Transcreva, sem qualquer alteração, a parte do texto sobre a peça O astronauta que vai de "Porém, como eu" até "sobra o niilismo.", incluindo este último.

**TRECHO DO DOCUMENTO:**
* * * * *
E esta semana, ao assistir online a peça O astronauta, escrita por Eduardo Nunes e dirigida por José Luiz Jr., eu parei para pensar também naqueles que escolheram como vida profissional uma vida solitária.
Em O astronauta o ator Eriberto Leão vive o protagonista que é escolhido para realizar uma viagem espacial rumo à Marte. Mas não uma viagem espacial como aquela que Neil Armstrong fez rumo à lua 50 anos atrás. O mundo mudou muito desde então e tudo agora é sinônimo de show business. A transmissão dessa viagem ímpar é transformada numa peça de marketing por um serviço de streaming, e almeja a audiência de milhões de pessoas ao redor do mundo.
E a princípio tudo vai bem. O astronauta se comunica através de um sistema de vídeo com seus entes queridos, a namorada (Natascha Falcão) e o pai (Jaime Leibovitch), bem como o comandante da missão (Zé Carlos Machado). E a única pessoa que convive diretamente com ele 24 horas por dia é o sistema operacional da nave, Hall (Voz de Luana Martau), inspirado no vilão Hal-9000 do antológico filme de Stanley Kubrick, 2001: uma odisseia no espaço. Durante a missão ele se exercita, houve música, se alimenta e aguarda ansioso a chegada ao planeta vermelho.
Porém, como eu bem disse antes, trata-se de uma vida solitária e com o passar dos dias, semanas, meses, a rotina estressante e vazia vai ditando o tom do discurso e da personalidade deste astronauta. Surgem as primeiras lembranças do passado, a morte da mãe, o sonho de rodar o espaço sideral desde criança, o que teve de abrir mão para realizar esse sonho, etc. O desinteresse do público por continuar acompanhando a missão se perde, o contato com o planeta terra torna-se cada vez mais distante, até que simplesmente deixa de existir, e a esse homem cheio de dúvidas e rancores só sobra o niilismo.
E fica então a pergunta aos espectadores: como lidar com uma experiência de isolamento tão extremo? Eu, honestamente, não saberia responder a tal questão de forma precisa (e olha que eu adoro os meus momentos de solidão para escrever, hein!).
* * * * *
**LINHAS FORNECIDAS:**
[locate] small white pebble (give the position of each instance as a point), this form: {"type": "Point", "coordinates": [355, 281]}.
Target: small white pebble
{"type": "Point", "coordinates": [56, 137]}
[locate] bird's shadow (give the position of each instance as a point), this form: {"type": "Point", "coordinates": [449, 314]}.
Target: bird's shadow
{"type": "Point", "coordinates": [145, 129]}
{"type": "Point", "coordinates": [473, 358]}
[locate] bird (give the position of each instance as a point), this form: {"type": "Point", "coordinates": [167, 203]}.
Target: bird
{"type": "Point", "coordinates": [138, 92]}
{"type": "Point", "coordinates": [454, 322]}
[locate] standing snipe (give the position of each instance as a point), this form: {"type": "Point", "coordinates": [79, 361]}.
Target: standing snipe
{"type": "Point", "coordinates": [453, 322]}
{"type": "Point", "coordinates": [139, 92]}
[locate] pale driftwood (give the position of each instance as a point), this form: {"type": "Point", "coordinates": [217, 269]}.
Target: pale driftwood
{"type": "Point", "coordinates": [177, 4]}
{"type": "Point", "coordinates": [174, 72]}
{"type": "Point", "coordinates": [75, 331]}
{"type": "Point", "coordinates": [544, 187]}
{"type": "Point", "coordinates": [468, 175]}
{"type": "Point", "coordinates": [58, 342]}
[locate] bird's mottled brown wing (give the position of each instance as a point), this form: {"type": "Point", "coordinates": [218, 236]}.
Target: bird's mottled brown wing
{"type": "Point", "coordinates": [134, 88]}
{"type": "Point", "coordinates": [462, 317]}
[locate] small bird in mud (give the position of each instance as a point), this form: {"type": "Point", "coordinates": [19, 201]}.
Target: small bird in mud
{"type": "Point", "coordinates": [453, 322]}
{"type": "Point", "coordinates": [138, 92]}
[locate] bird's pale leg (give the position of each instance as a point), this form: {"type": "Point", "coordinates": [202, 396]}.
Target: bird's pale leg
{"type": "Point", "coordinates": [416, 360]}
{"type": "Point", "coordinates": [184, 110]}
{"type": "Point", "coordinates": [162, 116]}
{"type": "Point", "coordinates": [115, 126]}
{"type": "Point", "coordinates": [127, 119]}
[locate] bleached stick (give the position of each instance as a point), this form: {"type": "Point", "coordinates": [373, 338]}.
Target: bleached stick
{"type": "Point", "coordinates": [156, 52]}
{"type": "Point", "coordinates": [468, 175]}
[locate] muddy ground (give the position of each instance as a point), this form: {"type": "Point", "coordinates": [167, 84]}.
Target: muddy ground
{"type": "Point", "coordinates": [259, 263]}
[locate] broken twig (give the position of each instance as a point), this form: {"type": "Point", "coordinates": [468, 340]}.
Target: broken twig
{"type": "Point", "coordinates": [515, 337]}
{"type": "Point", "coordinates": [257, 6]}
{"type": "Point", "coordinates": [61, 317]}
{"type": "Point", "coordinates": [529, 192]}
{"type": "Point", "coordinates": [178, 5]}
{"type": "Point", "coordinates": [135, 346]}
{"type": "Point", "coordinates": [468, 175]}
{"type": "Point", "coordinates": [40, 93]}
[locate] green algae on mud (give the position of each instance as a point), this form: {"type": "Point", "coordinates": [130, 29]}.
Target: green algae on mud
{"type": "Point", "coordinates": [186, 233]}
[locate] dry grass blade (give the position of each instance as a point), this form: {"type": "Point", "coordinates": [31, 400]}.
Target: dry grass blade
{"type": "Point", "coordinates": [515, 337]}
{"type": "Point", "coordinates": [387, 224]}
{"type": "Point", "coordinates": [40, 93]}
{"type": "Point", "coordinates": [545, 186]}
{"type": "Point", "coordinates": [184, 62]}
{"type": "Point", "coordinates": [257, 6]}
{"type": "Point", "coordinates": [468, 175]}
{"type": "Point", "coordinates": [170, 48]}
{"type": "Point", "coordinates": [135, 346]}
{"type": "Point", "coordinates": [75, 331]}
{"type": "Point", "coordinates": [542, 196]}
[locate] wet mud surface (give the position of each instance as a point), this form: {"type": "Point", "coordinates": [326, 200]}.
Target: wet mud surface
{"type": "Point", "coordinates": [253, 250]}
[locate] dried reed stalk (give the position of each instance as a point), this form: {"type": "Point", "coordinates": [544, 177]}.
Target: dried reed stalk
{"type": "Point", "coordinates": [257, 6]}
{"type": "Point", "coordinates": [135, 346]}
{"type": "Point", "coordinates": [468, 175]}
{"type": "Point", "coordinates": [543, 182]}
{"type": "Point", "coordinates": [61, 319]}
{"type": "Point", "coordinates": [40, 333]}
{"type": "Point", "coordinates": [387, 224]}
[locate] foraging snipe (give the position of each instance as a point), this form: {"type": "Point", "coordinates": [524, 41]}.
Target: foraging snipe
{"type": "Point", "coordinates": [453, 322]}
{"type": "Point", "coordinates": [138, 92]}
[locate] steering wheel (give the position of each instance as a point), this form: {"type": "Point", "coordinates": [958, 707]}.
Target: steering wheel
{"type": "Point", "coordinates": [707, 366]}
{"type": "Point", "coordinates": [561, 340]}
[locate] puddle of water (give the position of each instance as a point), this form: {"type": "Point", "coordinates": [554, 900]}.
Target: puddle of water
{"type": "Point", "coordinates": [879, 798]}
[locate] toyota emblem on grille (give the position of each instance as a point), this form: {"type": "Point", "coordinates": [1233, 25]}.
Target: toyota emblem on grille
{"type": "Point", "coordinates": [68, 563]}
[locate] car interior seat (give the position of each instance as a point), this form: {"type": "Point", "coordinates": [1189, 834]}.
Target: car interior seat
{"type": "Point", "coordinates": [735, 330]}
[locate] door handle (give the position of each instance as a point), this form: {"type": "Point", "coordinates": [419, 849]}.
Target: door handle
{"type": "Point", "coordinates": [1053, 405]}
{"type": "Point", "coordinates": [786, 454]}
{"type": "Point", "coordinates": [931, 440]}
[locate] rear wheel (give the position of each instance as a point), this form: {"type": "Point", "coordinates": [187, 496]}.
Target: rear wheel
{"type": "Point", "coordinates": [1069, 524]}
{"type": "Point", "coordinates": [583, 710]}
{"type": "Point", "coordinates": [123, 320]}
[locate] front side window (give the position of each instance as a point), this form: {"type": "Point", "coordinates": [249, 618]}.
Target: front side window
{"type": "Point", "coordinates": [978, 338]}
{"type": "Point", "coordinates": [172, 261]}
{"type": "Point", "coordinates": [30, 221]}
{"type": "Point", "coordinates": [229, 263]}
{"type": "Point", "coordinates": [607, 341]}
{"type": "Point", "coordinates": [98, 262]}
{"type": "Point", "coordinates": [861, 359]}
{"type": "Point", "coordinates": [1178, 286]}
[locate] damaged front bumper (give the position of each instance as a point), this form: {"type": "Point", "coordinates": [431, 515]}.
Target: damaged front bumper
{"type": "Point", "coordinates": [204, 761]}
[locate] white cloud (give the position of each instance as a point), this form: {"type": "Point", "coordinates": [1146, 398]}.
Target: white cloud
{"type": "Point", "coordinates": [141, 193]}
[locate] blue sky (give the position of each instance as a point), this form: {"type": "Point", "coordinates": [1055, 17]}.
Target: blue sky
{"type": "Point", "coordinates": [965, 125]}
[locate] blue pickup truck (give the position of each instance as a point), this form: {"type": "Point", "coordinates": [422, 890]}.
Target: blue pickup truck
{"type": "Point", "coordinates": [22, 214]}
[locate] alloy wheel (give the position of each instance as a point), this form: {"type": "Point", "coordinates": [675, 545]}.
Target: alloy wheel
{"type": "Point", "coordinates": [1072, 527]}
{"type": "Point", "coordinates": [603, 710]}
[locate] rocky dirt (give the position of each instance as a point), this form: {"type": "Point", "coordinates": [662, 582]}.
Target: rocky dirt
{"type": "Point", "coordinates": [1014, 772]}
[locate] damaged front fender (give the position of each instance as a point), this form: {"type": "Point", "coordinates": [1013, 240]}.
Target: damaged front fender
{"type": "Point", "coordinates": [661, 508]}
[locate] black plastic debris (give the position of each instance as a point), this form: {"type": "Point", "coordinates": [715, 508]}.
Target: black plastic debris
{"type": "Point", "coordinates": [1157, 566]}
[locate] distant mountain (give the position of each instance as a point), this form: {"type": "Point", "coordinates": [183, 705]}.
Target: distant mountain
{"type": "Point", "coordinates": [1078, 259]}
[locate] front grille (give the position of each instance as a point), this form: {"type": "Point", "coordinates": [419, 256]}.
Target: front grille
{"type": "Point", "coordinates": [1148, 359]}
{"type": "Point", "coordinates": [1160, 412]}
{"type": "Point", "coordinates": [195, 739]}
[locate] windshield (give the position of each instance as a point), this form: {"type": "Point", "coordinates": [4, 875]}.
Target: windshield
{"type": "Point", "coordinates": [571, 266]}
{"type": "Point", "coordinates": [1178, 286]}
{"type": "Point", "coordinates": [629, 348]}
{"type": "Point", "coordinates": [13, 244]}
* * * * *
**RESPOSTA DA TAREFA:**
Porém, como eu bem disse antes, trata-se de uma vida solitária e com o passar dos dias, semanas, meses, a rotina estressante e vazia vai ditando o tom do discurso e da personalidade deste astronauta. Surgem as primeiras lembranças do passado, a morte da mãe, o sonho de rodar o espaço sideral desde criança, o que teve de abrir mão para realizar esse sonho, etc. O desinteresse do público por continuar acompanhando a missão se perde, o contato com o planeta terra torna-se cada vez mais distante, até que simplesmente deixa de existir, e a esse homem cheio de dúvidas e rancores só sobra o niilismo.